- Objetivo:
Escribe la continuación del texto sobre Edmundo De Amicis a partir de su última oración.

- Texto mostrado:

<<<<

De Amicis, Edmondo, Sull’Oceano. Milano: Fratelli Treves, 1889.

Ilustraciones de Arnaldo Ferraguti para la edición de 1890.

sábado, 3 de enero de 2015

"Edmundo De Amicis en Argentina"*



Edmundo De Amicis (1846-1908), autor de la novela Corazón, fue, además de un escritor popular preocupado por la educación y la formación del ciudadano italiano, un incansable cronista de viajes y el testigo lúcido de los procesos migratorios que desde su país se dirigían a Brasil, Uruguay y, más específicamente, a Argentina. En 1884 un viaje a la Argentina signó su producción y la representación de la emigración transatlántica que se impuso como modelo en la literatura italiana y en el imaginario colectivo de este país. Sus libros Sull'oceano e In America recogen sus experiencias y observaciones de la emigración italiana en América del Sud y de los colones inmigrantes en la “pampa gringa”.


Antes de la pampa argentina.
Edmundo De Amicis, además de ser el autor de Cuore. Libro per ragazzi, fue un intelectual de referencia en la cultura italiana por varias décadas, que adhirió al Socialismo, muchas veces incomprendido por la crítica literaria. No se destacó solamente en la literatura de corte pedagógico que contribuyó a la nacionalización lingüística y cultural de los italianos, dentro y fuera de las fronteras nacionales, sino también como periodista y como hombre comprometido con la política, con la cultura y la historia de su nación, unificada después de largas luchas por la independencia y en formación bajo el impulso del Risorgimento.
Su primera producción, de corte periodístico-testimonial, se centraba en cuestiones pertenecientes al ámbito militar y político. Su primer texto, publicado en 1869, fue el reportaje-investigación L'esercito italiano durante il colera nel 1867, un relato de la epidemia de cólera en el sur de Italia. De Amicis participó como testigo, más que como soldado, en los hechos históricos de la Breccia di Porta Pia, el 20 de setiembre de 1870, que determinó, con la toma de Roma por parte de los soldados italianos, la anexión de esta ciudad al Reino de Italia y el inicio de la “Cuestión Romana”, es decir, el conflicto entre Italia y el Estado Pontificio que se prorrogó hasta la firma de los Pactos Lateranenses en 1929. Los artículos en los que De Amicis relató la presa de Porta Pia aparecieron inicialmente en periódicos y sucesivamente fueron reunidos en su libro Impressioni di Roma, publicado en 1870 en Florencia, que era entonces la capital del Reino de Italia.
Fue este el momento en el que De Amicis decidió abandonar su carrera militar y dedicarse completamente a la literatura, al periodismo y luego a la vida política con su adhesión incondicional al Socialismo, de dominio público ya desde 1891. Abandonando ya la línea militar-testimonial, vinculada con la Unificación de Italia, De Amicis escribió varios libros que recogieron sus experiencias de viaje, y que nacieron de su trabajo como periodista durante quince años ininterrumpidos: Spagna (1873), Olanda (1874), Ricordi di Londra (1874), Marocco (1876), Costantinopoli (1877-78). Antes de su libro más conocido, Corazón, De Amicis publicó Poesie (1881), Ritratti letterari (1881), Gli amici (1883).

>>>>

(Registros en bruto)
<<<<

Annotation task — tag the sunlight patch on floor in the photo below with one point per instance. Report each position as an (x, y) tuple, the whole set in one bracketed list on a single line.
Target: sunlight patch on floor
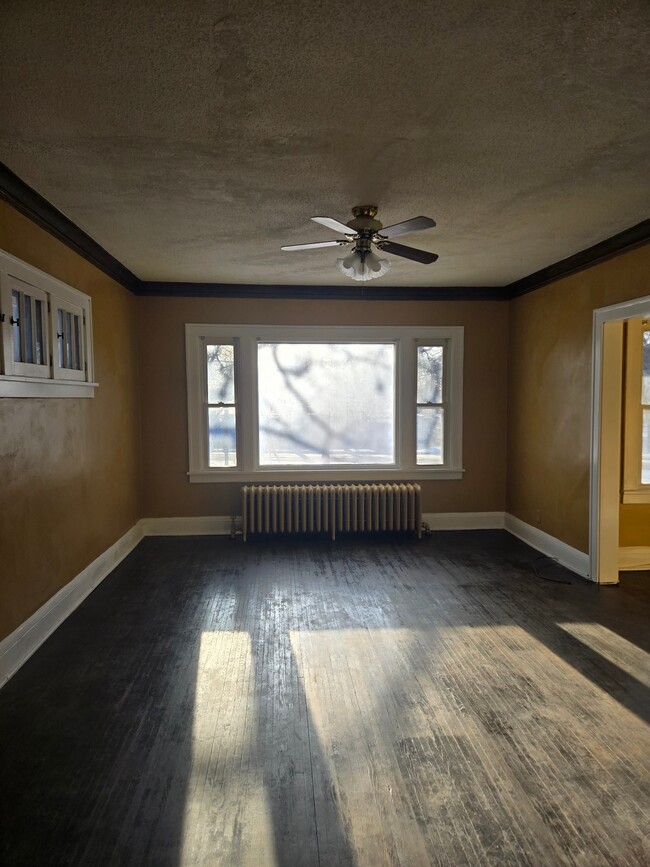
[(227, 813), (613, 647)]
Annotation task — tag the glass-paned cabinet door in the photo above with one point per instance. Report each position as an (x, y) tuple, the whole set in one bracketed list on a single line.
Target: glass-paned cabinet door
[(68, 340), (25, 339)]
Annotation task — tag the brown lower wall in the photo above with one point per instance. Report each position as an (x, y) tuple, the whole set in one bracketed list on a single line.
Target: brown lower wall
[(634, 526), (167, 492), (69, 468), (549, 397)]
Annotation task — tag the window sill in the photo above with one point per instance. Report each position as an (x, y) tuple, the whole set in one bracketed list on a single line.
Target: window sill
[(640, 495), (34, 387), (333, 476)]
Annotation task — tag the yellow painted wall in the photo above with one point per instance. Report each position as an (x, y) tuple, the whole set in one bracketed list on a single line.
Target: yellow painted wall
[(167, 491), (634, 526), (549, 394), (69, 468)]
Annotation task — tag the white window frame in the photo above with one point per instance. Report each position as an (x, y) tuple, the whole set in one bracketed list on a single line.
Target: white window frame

>>>>
<<<<

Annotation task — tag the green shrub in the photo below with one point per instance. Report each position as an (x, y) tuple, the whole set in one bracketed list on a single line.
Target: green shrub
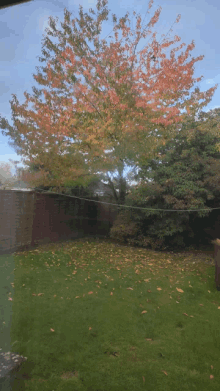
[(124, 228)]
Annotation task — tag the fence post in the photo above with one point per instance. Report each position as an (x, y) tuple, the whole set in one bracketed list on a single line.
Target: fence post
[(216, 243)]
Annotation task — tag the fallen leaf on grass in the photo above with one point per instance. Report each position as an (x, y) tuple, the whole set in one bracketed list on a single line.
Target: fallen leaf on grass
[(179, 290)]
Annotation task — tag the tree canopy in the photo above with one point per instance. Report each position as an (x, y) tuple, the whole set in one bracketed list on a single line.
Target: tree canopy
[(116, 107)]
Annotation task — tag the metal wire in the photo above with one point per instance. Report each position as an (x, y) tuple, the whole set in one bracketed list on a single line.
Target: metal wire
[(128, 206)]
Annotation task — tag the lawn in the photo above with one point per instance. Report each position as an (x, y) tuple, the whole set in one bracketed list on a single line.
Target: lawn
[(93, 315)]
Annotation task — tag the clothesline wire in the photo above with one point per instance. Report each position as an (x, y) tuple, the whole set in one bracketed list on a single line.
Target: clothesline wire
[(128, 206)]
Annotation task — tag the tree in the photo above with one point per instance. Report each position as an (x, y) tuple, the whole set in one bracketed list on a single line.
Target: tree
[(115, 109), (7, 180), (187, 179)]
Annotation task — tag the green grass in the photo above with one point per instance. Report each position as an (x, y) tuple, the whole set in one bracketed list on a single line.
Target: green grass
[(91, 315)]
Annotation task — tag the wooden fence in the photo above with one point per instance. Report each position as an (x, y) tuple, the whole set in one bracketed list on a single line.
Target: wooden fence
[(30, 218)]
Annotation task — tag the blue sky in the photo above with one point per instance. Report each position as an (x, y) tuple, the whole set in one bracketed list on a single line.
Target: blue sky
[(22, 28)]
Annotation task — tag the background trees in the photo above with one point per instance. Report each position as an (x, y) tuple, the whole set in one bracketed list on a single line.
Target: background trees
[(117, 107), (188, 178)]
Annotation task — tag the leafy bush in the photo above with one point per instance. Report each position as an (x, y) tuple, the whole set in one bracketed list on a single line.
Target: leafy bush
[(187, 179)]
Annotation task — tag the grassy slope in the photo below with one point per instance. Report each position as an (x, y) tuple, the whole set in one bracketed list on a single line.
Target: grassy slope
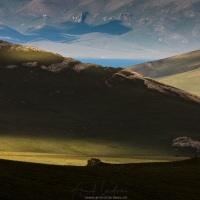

>>>>

- Respuesta:
Cuore. Libro per ragazzi, publicado en 1886, luego de varios años de escritura y de maduración (al menos desde 1878) y de una importante campaña publicitaria por parte de su editor Treves, signará un cambio radical en la escritura y en la imagen de De Amicis, haciendo de él un autor reconocido de un clásico de la literatura infantil, de un exitoso best-seller, que en 1904 será “el libro más leído por el pueblo italiano”, y que en Argentina será, en cierta medida, “censurado” y modificado en las traducciones en Argentina, en el período que va de 1900 a 19401. Con este libro, que alcanzó en 1906 la 300 reedición en Italia, De Amicis logró colocar en el centro de la atención no solamente la literatura popular y la producción literaria para la infancia sino principalmente un universo idealizado y sentimental. De Amicis, a través de este “diario de un niño”, contribuyó a la nacionalización lingüística de un italiano popular que, derivando del toscano, se inscribió en la literatura, según fue propuesto también por Alessandro Manzoni, el autor de I promessi sposi. Se impuso con esta novela una especie de “religión de la patria”, por la difusiòn de una imagen idealizada y virtuosa de la patria, apoyada en los individuos que se formaban como ciudadanos. El título no remite exclusivamente al aspecto sentimental de la formación, sino a la educación como “corazón” de la formación nacional. La escuela es, pues, el corazón de la novela deamicisiana  y es la primera vez en la literatura infantil italiana que esto sucede. Antes de Corazón habían sido publicados en 1837 Il buon fanciullo di Cesare Cantù y Giannetto de Luigi Alessandro Parravicini, pero es con Cuore y con Pinocchio. Storia di un burattino de Carlo Collodi, publicada en partes entre 1881 y 1882, que la literatura infantil en Italia alcanza el punto de máxima expresión, vinculada con la formación nacional después de la unificación.

Argentina: los viajes y las palabras
Edmundo De Amicis, mientras planificaba y escribía la novela Corazón, viajó a la Argentina, acompañado por el pintor Arnaldo Ferraguti, en 1884, precedido por su fama, pues sus libros ya se encontraban en las librerías argentinas, traducidos, desde 1879 al menos. Por ello había sido invitado por el diario “El Nacional” de Buenos Aires, quien había costeado el pasaje y le había ofrecido la posibilidad de dictar varias conferencias en Buenos Aires. Este viaje, por otra parte, le permitió recoger información, como acordado con su editor milanés Treves, para escribir un libro de viaje transatlántico, testimonio de la emigración hacia Sudamérica en el período de mayor intensidad y flujos del proceso migratorio italiano que tenía que titularse I nostri contadini in America. En este viaje, además de entrar en contacto con la realidad de los campesinos de todas las regiones de Italia que emigraban, pudo frecuentar una élite intelectual, social y política argentina, entre los cuales pueden citarse Lucio V. López (que recibió a De Amicis en Montevideo, antes de su desembarco final en el puerto de Buenos Aires, como representante del gobierno argentino entonces presidido por Julio A. Roca), Miguel Cané, Aristóbulo del Valle, Alberto Navarro Viola, Eduardo Wilde, entre otros.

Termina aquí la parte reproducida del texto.